- **TASKS TO CARRY OUT**
1: Rewrite the part of the Paula Scher interview that begins at the words "JG: How did" and stops after "good at art.", replacing "posters" with "flyers".
2: Please copy out every line of the rows that contains the word "wooden", matching case exactly.

A Life in Her Work: Pentagram's Paula Scher on Ideas, Invention, and Learning
By Julia Gamolina
Paula Scher is one of the most acclaimed graphic designers in the world. She has been a principal in the New York office of the distinguished international design consultancy Pentagram since 1991, where she has designed identity systems, environmental graphics, packaging and publications for a wide range of clients that includes, among others, the Public Theater, the Museum of Modern Art, the High Line, the Metropolitan Opera, Tiffany & Co., Citibank and Microsoft.
Scher has been the recipient of hundreds of industry honors including the National Design Award and the AIGA medal. She is an established artist exhibiting worldwide, and her designs are in the permanent collections of the Museum of Modern Art, the Cooper Hewitt National Design Museum, the Library of Congress, the Victoria and Albert Museum, and other institutions. A documentary on Scher and her work can be seen in the Netflix series “Abstract: The Art of Design.” In her interview with Julia, Paula talks about being in a place where one can allow mistakes to happen, advising those just starting their careers to pick a place to work where they can truly learn.
JG: How did your interest in all things design first develop?
PS: I didn’t really understand what design was - I was just making things and making up things. I was the school publicity chair in high school, and I used to make all the posters for proms and football games and all these events I myself never went to [laughs]. That was my role in life, and I just thought I was good at art.
How did you decide to study it and what did you learn in doing so?

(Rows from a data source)
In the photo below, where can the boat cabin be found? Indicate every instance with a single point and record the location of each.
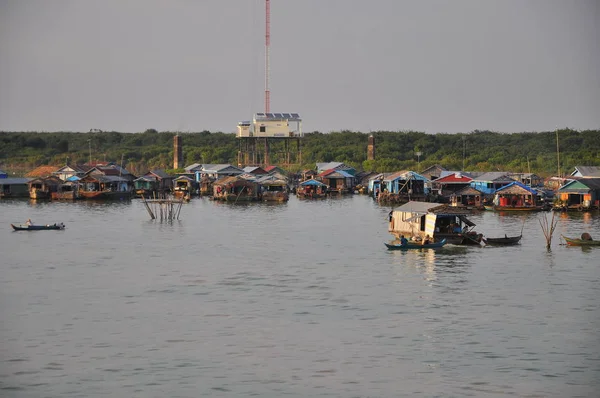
(440, 221)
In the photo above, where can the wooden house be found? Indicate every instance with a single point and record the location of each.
(104, 187)
(433, 172)
(517, 197)
(489, 183)
(339, 181)
(467, 197)
(402, 187)
(184, 186)
(528, 179)
(578, 194)
(273, 189)
(449, 184)
(71, 170)
(586, 172)
(153, 182)
(321, 167)
(68, 190)
(42, 188)
(235, 189)
(440, 221)
(42, 171)
(312, 189)
(15, 187)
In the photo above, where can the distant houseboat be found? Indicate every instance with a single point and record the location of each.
(104, 187)
(274, 191)
(419, 219)
(517, 197)
(235, 189)
(312, 189)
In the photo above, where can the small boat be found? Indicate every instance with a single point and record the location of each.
(581, 242)
(56, 226)
(506, 241)
(411, 245)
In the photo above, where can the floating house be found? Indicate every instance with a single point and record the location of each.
(402, 187)
(578, 194)
(273, 189)
(153, 182)
(104, 187)
(339, 181)
(433, 172)
(16, 187)
(235, 189)
(467, 197)
(312, 189)
(42, 188)
(528, 179)
(440, 221)
(449, 184)
(586, 172)
(517, 197)
(321, 167)
(68, 171)
(489, 183)
(42, 171)
(184, 187)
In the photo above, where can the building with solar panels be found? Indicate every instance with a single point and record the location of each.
(276, 125)
(269, 139)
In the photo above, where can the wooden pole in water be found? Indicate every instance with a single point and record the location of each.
(548, 229)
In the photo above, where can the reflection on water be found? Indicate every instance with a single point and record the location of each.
(298, 298)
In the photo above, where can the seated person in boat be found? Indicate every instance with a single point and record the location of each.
(426, 240)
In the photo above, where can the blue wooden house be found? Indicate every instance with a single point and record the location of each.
(489, 183)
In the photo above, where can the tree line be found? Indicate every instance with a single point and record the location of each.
(534, 152)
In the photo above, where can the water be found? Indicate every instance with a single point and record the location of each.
(298, 299)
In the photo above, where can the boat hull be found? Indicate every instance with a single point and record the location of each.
(412, 246)
(37, 227)
(581, 242)
(506, 241)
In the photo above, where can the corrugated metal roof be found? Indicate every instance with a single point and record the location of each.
(312, 183)
(14, 181)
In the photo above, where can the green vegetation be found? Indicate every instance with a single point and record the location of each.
(483, 150)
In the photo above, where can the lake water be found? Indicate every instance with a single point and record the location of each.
(298, 299)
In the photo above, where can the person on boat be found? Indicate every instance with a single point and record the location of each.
(427, 240)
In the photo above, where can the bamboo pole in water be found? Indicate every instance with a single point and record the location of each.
(548, 229)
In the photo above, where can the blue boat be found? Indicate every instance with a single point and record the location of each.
(411, 245)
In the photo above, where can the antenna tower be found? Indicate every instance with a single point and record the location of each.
(267, 49)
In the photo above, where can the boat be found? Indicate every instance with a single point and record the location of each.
(581, 242)
(506, 241)
(55, 226)
(441, 221)
(415, 245)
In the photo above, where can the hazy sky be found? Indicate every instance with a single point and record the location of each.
(193, 65)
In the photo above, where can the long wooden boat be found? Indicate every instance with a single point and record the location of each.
(411, 245)
(506, 241)
(581, 242)
(55, 226)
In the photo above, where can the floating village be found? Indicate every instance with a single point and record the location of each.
(429, 207)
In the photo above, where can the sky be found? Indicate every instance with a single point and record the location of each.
(371, 65)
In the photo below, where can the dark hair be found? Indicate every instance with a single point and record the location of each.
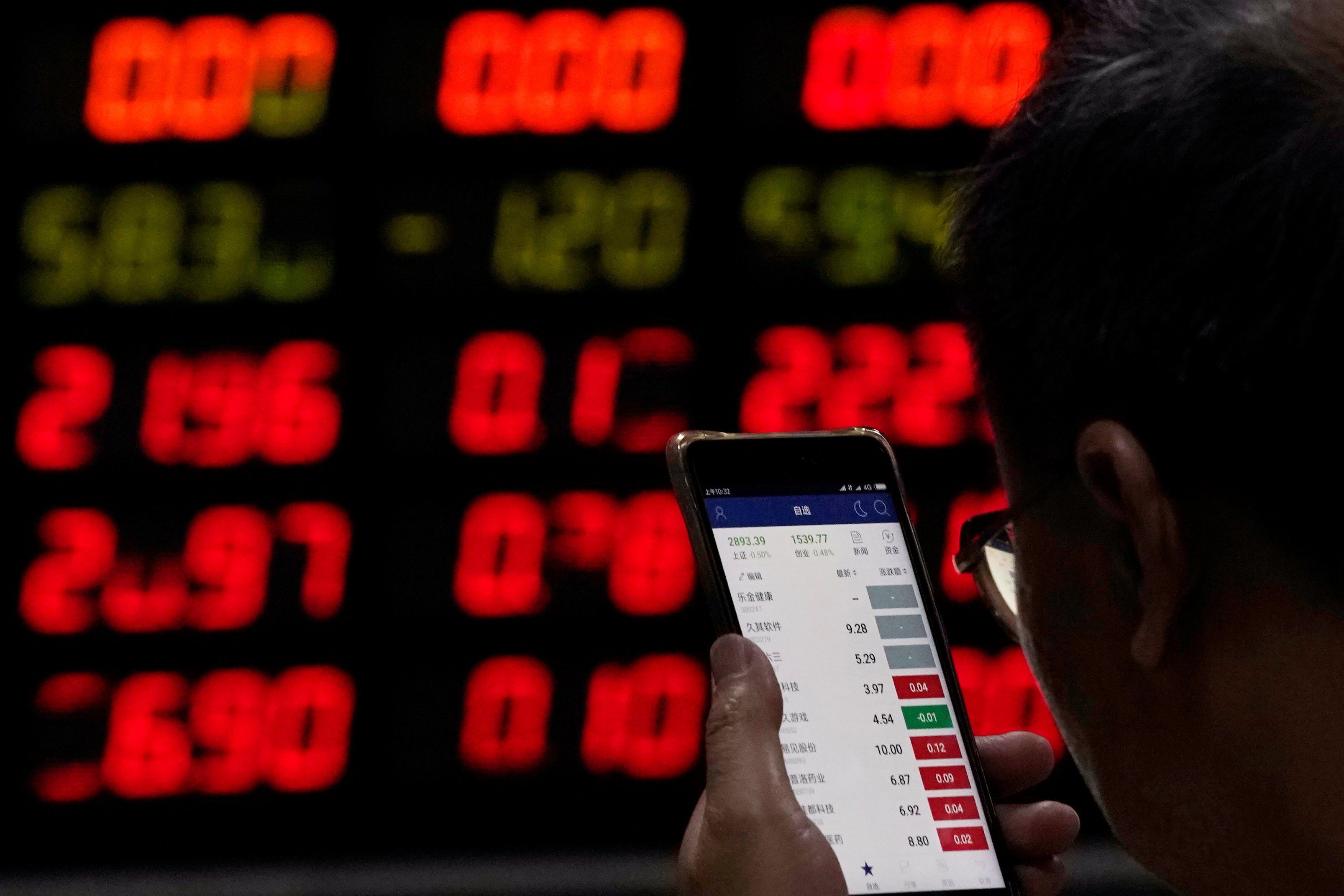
(1157, 238)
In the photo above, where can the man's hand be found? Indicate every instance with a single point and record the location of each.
(749, 836)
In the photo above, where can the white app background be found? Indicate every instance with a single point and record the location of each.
(876, 762)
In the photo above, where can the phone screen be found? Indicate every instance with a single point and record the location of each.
(826, 585)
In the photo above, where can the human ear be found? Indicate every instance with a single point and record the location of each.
(1121, 479)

- **SOLUTIONS TO THE EXERCISE**
1:
JG: How did your interest in all things design first develop?
PS: I didn’t really understand what design was - I was just making things and making up things. I was the school publicity chair in high school, and I used to make all the flyers for proms and football games and all these events I myself never went to [laughs]. That was my role in life, and I just thought I was good at art.

2:
In the photo above, where can the wooden house be found? Indicate every instance with a single point and record the location of each.
In the photo above, where can the wooden pole in water be found? Indicate every instance with a single point and record the location of each.
In the photo above, where can the blue wooden house be found? Indicate every instance with a single point and record the location of each.
In the photo above, where can the long wooden boat be found? Indicate every instance with a single point and record the location of each.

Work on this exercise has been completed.